Records for this task =>
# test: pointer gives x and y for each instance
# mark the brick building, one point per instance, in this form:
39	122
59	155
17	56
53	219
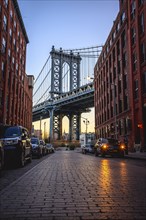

Written problem =>
Reproduce every line of the material above verbatim, leaving out the picture.

Worked solution =>
# test: pointer gives x and y for each instance
# mark the brick building, one point per instance, in this form:
39	122
59	155
17	56
53	219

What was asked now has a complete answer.